→ **Dataset excerpts**:
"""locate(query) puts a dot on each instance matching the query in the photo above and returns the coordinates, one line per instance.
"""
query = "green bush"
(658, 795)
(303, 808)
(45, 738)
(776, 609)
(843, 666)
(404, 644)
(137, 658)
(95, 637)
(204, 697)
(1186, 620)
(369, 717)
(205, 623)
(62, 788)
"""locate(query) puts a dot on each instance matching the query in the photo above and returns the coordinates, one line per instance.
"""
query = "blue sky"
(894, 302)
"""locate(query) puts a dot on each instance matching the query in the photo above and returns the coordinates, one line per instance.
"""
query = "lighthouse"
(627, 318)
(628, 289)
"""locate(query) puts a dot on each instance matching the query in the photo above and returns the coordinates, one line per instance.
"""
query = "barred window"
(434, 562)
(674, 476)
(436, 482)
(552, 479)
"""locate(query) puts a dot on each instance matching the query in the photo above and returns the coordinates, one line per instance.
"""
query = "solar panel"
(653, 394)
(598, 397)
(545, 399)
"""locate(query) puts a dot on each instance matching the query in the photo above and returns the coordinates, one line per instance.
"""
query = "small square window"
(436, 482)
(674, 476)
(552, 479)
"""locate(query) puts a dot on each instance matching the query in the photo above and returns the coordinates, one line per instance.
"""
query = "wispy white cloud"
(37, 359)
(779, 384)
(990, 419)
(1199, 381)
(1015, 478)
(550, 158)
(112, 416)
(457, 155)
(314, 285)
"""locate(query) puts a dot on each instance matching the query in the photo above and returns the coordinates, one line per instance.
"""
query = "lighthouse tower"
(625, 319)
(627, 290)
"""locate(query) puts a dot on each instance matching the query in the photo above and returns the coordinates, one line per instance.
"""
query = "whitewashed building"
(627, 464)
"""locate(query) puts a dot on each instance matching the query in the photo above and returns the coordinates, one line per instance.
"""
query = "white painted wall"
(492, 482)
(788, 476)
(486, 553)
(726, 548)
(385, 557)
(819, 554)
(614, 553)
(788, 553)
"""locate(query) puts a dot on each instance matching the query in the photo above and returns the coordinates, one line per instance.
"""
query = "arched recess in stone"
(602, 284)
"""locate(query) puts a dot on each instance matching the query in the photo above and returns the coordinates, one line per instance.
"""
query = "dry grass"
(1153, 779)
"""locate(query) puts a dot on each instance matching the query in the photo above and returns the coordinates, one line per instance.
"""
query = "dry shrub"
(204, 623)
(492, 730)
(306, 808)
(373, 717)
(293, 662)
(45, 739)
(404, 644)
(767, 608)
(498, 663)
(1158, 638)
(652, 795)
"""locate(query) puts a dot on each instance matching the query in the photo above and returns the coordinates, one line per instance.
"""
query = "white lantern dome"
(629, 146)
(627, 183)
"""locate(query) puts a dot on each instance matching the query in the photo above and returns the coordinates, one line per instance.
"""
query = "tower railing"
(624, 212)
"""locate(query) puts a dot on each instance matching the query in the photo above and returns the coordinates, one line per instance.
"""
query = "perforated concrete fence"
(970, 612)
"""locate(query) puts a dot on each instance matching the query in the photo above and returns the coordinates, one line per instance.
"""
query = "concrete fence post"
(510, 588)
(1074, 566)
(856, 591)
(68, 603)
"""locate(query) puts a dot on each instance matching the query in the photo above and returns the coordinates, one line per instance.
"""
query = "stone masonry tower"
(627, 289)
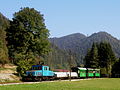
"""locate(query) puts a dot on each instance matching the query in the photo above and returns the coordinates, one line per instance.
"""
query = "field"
(93, 84)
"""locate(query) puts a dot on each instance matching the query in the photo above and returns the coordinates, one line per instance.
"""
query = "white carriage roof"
(82, 68)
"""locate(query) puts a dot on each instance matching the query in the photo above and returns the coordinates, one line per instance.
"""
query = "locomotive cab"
(39, 72)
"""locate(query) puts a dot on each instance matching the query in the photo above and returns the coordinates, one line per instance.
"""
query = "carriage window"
(45, 68)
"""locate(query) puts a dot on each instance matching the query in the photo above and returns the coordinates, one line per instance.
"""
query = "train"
(43, 73)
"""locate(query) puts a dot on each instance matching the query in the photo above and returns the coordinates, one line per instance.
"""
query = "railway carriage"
(97, 72)
(42, 72)
(90, 72)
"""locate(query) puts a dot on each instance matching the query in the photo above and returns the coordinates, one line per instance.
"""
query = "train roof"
(82, 68)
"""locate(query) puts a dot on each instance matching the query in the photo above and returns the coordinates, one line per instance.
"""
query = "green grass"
(94, 84)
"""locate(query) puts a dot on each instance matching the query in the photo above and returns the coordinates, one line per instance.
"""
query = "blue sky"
(63, 17)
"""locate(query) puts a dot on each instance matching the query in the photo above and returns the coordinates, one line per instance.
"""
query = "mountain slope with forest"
(79, 43)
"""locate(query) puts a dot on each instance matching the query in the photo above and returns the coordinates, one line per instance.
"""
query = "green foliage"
(116, 69)
(90, 84)
(27, 38)
(106, 57)
(4, 23)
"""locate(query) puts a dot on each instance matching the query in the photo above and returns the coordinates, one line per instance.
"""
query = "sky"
(64, 17)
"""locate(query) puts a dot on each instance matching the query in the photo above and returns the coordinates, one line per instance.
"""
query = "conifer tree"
(27, 35)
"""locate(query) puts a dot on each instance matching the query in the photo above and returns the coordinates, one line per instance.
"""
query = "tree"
(27, 34)
(4, 23)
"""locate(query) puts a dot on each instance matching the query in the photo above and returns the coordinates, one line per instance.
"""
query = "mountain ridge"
(79, 43)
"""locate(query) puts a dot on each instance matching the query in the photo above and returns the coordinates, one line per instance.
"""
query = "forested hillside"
(79, 43)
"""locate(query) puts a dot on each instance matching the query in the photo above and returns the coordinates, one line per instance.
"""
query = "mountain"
(79, 43)
(69, 41)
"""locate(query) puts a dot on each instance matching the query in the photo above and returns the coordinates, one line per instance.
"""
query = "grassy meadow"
(93, 84)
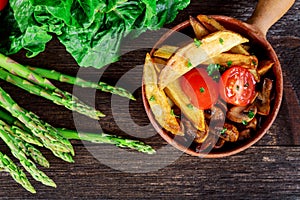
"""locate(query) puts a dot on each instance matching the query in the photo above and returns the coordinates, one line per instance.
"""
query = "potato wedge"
(213, 26)
(158, 100)
(190, 55)
(195, 115)
(165, 52)
(229, 59)
(264, 66)
(198, 28)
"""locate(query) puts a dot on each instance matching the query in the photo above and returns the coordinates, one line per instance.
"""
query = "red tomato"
(237, 86)
(200, 87)
(3, 3)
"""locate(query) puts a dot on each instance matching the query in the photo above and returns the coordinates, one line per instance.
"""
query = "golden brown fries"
(158, 101)
(198, 28)
(213, 26)
(192, 55)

→ **To do**: Output the records exactly, please. The pictures are not part of the copy.

→ **Solution for this problem**:
"""locate(query) puts a dot on each instance matching the query in the photo above and returns the coordinates, one line per instance.
"""
query = "green bush"
(658, 795)
(303, 808)
(45, 738)
(776, 609)
(843, 666)
(404, 644)
(137, 658)
(95, 637)
(204, 697)
(1186, 620)
(369, 717)
(205, 623)
(62, 788)
"""locate(query) puts a dot on each instance matching the query in the photo above and returns the coordinates, one line per instance.
"""
query = "blue sky"
(894, 302)
"""locate(query) puts a dot on each instance matching the query in the photo above and returns the coordinates, one line per instance.
"""
query = "lighthouse"
(627, 318)
(628, 289)
"""locate(query) puts a dot on each instance matching the query in the photo above and returns the coordinates, one line per instance.
"""
query = "barred window"
(434, 562)
(674, 476)
(436, 482)
(552, 479)
"""locate(query) puts a dot on each instance matching the query in the photo above and returns the coordinates, one line per instance.
"""
query = "solar panel"
(653, 394)
(598, 397)
(545, 399)
"""locate(query) puts a dot on each instance matching the query in the photo above and returns the coordinates, one line per instance.
"""
query = "small square window"
(436, 482)
(674, 476)
(552, 479)
"""locate(query) puts a dot on each instance matching the query in the photo above and returns the coordinates, one line per instance.
"""
query = "wispy white cloud"
(37, 359)
(779, 384)
(990, 419)
(1199, 381)
(1015, 478)
(550, 158)
(112, 416)
(457, 155)
(314, 285)
"""locate(query) puts a dot on each instance matching the query in the photo above and returns the coordinates, one line per instance.
"""
query = "lighthouse tower"
(625, 319)
(627, 290)
"""locate(query) puts a dot on each instance matching the query in the photo above and returns the coordinates, one line per instance.
"""
query = "whitewashed building"
(627, 464)
"""locate(query) puts a dot on each instance matching the query in the photo above and returns the coordinates, one line per instance.
"""
query = "white painted wall"
(492, 482)
(788, 476)
(486, 553)
(726, 548)
(385, 557)
(819, 554)
(614, 553)
(788, 553)
"""locate(query) puts a dot on each instance matching the query in the photo above and returns the coordinates, one line per instance.
"""
query = "arched recess in stone"
(602, 284)
"""locate(query) puts a dot on each instance matching the query in the photo above and returns the coordinates, one line per instance.
"""
query = "dry grass"
(1153, 779)
"""locate(query) puts a dot on each instance matching the query in the photo above and returns the coordinates, one line per instance.
"""
query = "dry shrub"
(204, 623)
(492, 730)
(306, 808)
(373, 717)
(293, 662)
(45, 739)
(404, 644)
(767, 608)
(498, 663)
(1158, 638)
(652, 795)
"""locate(query) puts a dot on each instance matching the query in the photo above and returns the coordinates, one line per instance.
"""
query = "white lantern dome"
(629, 146)
(627, 183)
"""locate(query) puts a dot on each instance matching the query in the photo above and returns the coordinates, one line per instance.
"""
query = "tower railing"
(624, 212)
"""locate(query) puts a dot on each instance matching the query in the photo above and returns the coordinates, one line per instance.
"""
query = "perforated concrete fence"
(970, 612)
"""locate(query) puts a dot on each instance matching the query in the photo above and returns the coordinates, one line per instance.
"""
query = "concrete fence post"
(510, 588)
(1074, 566)
(856, 591)
(68, 603)
"""locate(query) puts a dot on each instance matching the query in the photo above and returns the coordinates, one line per instance.
"""
query = "stone masonry tower"
(627, 289)
"""locate(query) puts a dot on each instance matching the query in the photo above and returns the coordinates, one line per instance.
"""
query = "field"
(93, 84)
"""locate(query) puts a dot on each instance matching the query in the photo above and returns the coordinates, one line per instance.
"""
query = "white carriage roof"
(82, 68)
"""locate(query) puts a dot on each instance matching the query in the photo above and returns the coordinates, one line per instance.
"""
query = "locomotive cab"
(39, 72)
"""locate(query) puts a dot on each instance matching the query in the photo above and returns the coordinates, one line per instance.
"""
query = "carriage window"
(45, 68)
"""locate(query) puts a dot on each instance matching the query in the photo above and returns the coordinates, one line per instance.
"""
query = "train"
(43, 73)
"""locate(query) puts a dot on each instance matching the query in the photo above and returns the coordinates, one line per instance.
"""
query = "railway carriage"
(97, 72)
(42, 72)
(90, 72)
"""locate(query) puts a dot on each instance matching the query in the photo above and returns the coordinates, one line per instance.
"""
query = "train roof"
(82, 68)
"""locate(query) puts a dot on each instance matching the query in the photo above and returns the coordinates, one line per instance.
"""
query = "green grass"
(94, 84)
"""locate(query) puts a dot on each instance matching the query in the photo above and returns the coordinates, one line per instance.
"""
query = "blue sky"
(63, 17)
"""locate(query) puts a dot on each instance matching the query in the photo above and returns the coordinates, one line per instance.
"""
query = "mountain slope with forest"
(79, 43)
"""locate(query) puts a dot on each instance matching the query in the photo above and returns the coordinates, one line per instance.
"""
query = "green foliage"
(116, 69)
(90, 84)
(27, 38)
(106, 57)
(4, 23)
"""locate(query) puts a dot on each instance matching the query in the photo above and returns the coordinates, one line per instance.
"""
query = "sky"
(64, 17)
"""locate(query) puts a dot on each instance matching the query in the photo above and returns the coordinates, one line per instance.
"""
query = "conifer tree"
(27, 35)
"""locate(query) puts a dot on each instance matching the query in the photo above and returns the coordinates, one line per instance.
"""
query = "tree"
(27, 34)
(4, 23)
"""locate(query) puts a dot on each instance matching the query in the photo above and returns the coordinates, one line per instance.
"""
query = "mountain ridge"
(79, 43)
"""locate(query) puts a dot on each instance matching the query in the photo above and returns the coordinates, one line per instance.
"""
query = "forested hillside"
(79, 43)
"""locate(query) puts a dot on each instance matching the query in the photo above and returns the coordinates, one line per instance.
"""
query = "mountain"
(79, 43)
(69, 41)
"""locate(query) puts a dot on each instance matching the query in the photo above and returns the coordinates, one line per instance.
"""
query = "grassy meadow"
(93, 84)
"""locate(query) puts a dot on each instance matching the query in the photo above and returns the coordinates, one line per instance.
"""
query = "potato wedge"
(213, 26)
(158, 100)
(190, 55)
(195, 115)
(165, 52)
(229, 59)
(264, 66)
(198, 28)
"""locate(query) puts a dot on each instance matching the query in the photo above and returns the coordinates, one line per instance.
"""
query = "red tomato"
(237, 86)
(200, 87)
(3, 3)
"""locate(query) puts a dot on each instance matching the query in the photo above and returns the coordinates, one line per instance.
"""
query = "golden brown fries"
(158, 101)
(198, 28)
(213, 26)
(192, 55)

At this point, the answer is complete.